* What you have to do: Set down exactly, and only, the lines from the one with "[pin] woman's face" to the final line of the entries, both included.

——————————

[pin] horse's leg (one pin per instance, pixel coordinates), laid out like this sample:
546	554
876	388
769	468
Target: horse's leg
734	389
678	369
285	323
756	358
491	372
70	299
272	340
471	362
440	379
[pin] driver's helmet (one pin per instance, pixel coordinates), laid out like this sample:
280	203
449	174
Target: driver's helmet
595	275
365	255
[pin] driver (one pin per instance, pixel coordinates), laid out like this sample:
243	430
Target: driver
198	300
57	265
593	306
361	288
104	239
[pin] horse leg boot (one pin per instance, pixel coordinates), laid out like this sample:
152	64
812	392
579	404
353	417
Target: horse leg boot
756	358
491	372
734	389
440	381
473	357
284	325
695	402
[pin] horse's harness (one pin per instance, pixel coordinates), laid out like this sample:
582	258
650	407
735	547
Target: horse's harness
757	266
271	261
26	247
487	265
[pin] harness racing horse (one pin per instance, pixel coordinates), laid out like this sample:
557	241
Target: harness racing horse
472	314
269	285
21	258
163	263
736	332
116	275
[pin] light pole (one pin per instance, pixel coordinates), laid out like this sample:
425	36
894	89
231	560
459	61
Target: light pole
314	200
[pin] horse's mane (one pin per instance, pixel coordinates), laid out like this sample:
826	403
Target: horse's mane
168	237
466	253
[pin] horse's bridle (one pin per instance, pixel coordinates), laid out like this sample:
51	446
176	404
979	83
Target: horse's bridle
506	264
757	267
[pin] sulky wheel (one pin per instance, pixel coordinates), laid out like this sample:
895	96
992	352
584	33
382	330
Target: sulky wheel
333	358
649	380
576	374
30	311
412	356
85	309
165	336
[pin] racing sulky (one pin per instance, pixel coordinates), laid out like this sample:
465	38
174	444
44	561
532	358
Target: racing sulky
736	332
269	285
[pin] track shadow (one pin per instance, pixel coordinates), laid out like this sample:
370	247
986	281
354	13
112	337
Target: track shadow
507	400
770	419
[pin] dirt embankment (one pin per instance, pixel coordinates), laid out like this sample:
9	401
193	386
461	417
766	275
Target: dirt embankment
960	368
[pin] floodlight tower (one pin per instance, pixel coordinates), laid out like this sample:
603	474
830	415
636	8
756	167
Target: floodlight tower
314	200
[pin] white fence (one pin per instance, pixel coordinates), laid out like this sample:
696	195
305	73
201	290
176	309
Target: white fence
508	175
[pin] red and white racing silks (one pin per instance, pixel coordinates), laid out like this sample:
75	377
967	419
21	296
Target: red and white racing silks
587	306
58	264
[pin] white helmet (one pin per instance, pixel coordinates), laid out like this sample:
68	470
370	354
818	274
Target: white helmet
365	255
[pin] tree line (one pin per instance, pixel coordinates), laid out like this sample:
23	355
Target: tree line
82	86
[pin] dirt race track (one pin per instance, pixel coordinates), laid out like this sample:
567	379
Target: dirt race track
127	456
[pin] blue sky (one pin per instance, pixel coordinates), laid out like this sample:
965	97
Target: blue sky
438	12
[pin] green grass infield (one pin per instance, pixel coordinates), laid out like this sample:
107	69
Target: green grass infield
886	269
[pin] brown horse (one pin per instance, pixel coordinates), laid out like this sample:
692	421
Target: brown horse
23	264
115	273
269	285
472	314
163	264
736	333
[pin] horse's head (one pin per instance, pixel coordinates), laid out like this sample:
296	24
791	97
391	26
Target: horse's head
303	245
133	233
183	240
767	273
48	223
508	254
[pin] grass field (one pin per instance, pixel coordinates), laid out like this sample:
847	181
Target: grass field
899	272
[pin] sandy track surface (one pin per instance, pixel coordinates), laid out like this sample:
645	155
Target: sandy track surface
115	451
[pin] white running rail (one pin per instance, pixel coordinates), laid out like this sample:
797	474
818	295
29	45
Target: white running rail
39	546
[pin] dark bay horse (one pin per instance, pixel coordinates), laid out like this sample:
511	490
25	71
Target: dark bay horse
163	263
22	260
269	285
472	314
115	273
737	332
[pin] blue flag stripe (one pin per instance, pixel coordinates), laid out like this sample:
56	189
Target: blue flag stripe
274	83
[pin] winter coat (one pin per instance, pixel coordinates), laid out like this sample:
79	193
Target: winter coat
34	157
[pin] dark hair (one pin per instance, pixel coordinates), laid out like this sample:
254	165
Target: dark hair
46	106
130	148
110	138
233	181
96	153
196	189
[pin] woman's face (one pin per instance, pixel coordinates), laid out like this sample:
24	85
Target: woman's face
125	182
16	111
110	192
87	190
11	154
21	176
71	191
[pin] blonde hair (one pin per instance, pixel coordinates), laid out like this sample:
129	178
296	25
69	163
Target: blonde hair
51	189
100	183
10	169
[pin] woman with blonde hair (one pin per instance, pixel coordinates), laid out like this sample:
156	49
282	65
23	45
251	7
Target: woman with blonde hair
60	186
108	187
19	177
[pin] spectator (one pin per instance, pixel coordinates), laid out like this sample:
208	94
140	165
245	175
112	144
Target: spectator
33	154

——————————

* Full output:
[pin] woman's face (one pin per instance, pixel coordinates), laid out like this sample:
24	85
Target: woman's face
125	182
16	111
110	192
87	190
11	154
21	176
71	191
[pin] blonde hair (one pin per instance, pixel coordinates), laid out like this sample:
129	178
296	25
69	163
Target: blonde hair
51	189
100	183
10	169
[pin] woman with blonde hair (one pin per instance, pixel coordinates), laid out like this sample:
156	49
282	65
23	45
251	7
Target: woman with blonde hair
60	186
108	187
19	177
[pin] spectator (one pin per instance, pixel coordinates), laid out like this sample:
208	94
140	165
245	175
112	144
Target: spectator
33	154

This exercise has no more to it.